WHAT YOU NEED TO DO
Beneath this instruction is a listing; print exactly the lines in it starting at the line that contains "[(45, 139), (82, 7)]" and going through the line that contains "[(99, 122), (66, 120)]".
--- START ---
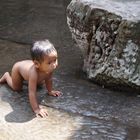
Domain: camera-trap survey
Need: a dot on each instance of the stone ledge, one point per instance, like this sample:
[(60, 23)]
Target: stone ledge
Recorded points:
[(108, 34)]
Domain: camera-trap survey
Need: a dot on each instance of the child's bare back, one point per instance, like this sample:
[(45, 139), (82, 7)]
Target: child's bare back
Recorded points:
[(35, 71)]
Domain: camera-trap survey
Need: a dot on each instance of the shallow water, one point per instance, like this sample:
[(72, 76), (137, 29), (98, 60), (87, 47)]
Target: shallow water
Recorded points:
[(85, 110)]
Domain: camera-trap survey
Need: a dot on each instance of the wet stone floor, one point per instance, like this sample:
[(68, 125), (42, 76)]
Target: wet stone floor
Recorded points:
[(85, 111)]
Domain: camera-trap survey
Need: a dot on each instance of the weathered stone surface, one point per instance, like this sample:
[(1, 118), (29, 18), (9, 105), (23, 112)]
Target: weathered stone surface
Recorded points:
[(108, 33)]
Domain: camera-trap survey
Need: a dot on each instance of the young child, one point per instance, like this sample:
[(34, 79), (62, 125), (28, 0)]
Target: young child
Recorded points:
[(37, 71)]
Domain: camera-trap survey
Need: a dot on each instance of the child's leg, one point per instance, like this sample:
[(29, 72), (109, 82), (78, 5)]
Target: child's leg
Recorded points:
[(15, 80), (4, 77)]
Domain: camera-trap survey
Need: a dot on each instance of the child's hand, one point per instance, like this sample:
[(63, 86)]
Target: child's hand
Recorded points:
[(41, 112), (54, 93)]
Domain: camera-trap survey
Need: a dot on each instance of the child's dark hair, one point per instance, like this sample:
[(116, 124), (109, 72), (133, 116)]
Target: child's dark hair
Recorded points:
[(41, 48)]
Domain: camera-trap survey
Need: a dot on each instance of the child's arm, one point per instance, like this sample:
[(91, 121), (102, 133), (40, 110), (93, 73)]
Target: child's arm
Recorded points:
[(48, 83), (33, 96)]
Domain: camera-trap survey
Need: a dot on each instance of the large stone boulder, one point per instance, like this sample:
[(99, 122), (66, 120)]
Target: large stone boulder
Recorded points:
[(108, 34)]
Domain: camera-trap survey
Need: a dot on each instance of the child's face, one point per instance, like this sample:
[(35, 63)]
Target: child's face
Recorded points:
[(50, 63)]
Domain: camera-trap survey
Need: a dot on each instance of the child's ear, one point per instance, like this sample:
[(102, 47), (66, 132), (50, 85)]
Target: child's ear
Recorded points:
[(36, 63)]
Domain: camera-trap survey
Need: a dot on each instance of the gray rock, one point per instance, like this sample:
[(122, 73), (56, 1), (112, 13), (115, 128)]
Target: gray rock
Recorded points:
[(108, 34)]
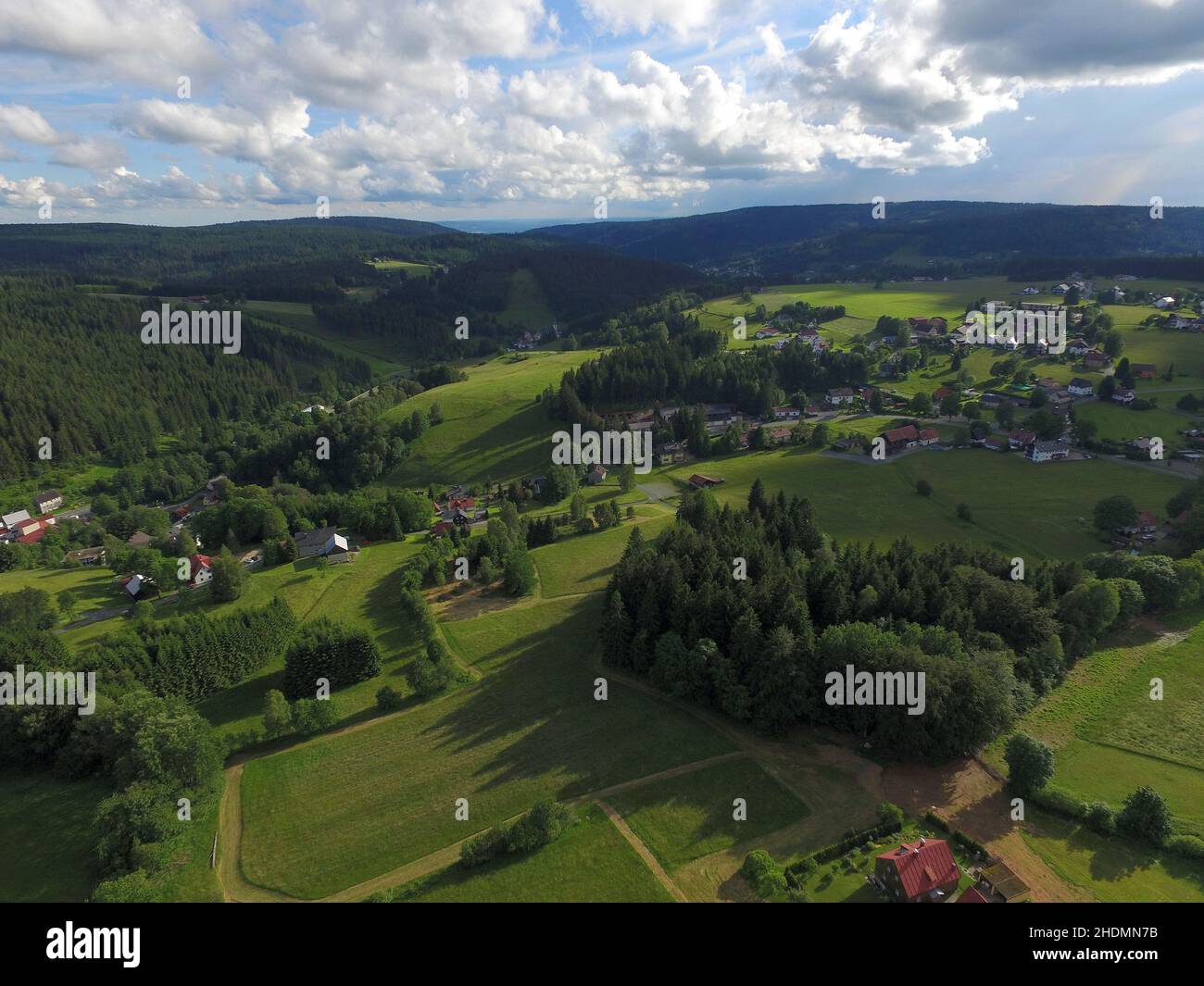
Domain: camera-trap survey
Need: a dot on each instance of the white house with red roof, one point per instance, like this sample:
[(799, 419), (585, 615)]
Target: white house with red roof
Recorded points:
[(200, 569), (919, 872)]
--- END ---
RESPONSE TO THE TASK
[(45, 139), (82, 7)]
Target: child's bare back
Recorded points:
[(35, 71)]
Domain: camera-trap survey
Need: a dot on each instance of the shallow water, one point per instance, like this sample:
[(72, 76), (137, 29), (98, 60), (87, 47)]
Target: shallow water
Recorded points:
[(85, 110)]
Domain: camera-trap survey
Need: a dot on each instance of the wet stone floor, one point per instance, like this sample:
[(68, 125), (42, 76)]
Target: wet stone floor
Recorded points:
[(85, 111)]
Domain: camera-trap survey
Need: a dot on each instance of the weathered stone surface, one point per instance, like this sample:
[(1, 118), (29, 18), (9, 105), (23, 112)]
Target: weathered stone surface
Recorded points:
[(108, 33)]
Domain: camera-trap survey
Need: a dot on each instance of the young child, one point per instance, like this sample:
[(34, 79), (62, 125), (28, 0)]
Target: young child
Recorded points:
[(37, 71)]
Domain: camera-trap survey
Need: a dot on each instance of the child's leg, one point per instance, like this sample:
[(29, 72), (109, 82), (78, 5)]
Target: child's leg
Recorded points:
[(15, 80), (4, 77)]
Domain: camera-trap survey
Need: a dot on each instance of the child's hand, one point per instance, like this sample:
[(63, 86)]
Target: child's hand
Recorded points:
[(41, 112), (54, 93)]
Domain: camera-trap survey
Need: a dot on each instance of the child's dark hair, one point per instance, like this sample:
[(116, 124), (109, 72), (133, 116)]
Target: child's dark hair
Recorded points:
[(41, 48)]
Domain: camera-trap survey
Need: a dot on each instance of the child's arm, one point per instance, like this sample:
[(91, 121), (102, 133), (40, 110), (93, 73)]
Target: child's arm
Recorded points:
[(48, 83), (33, 96)]
Domain: camera-trap survey
Need: a dot on each instance of the large stone boulder, one point per instance, like this sample:
[(99, 122), (66, 120)]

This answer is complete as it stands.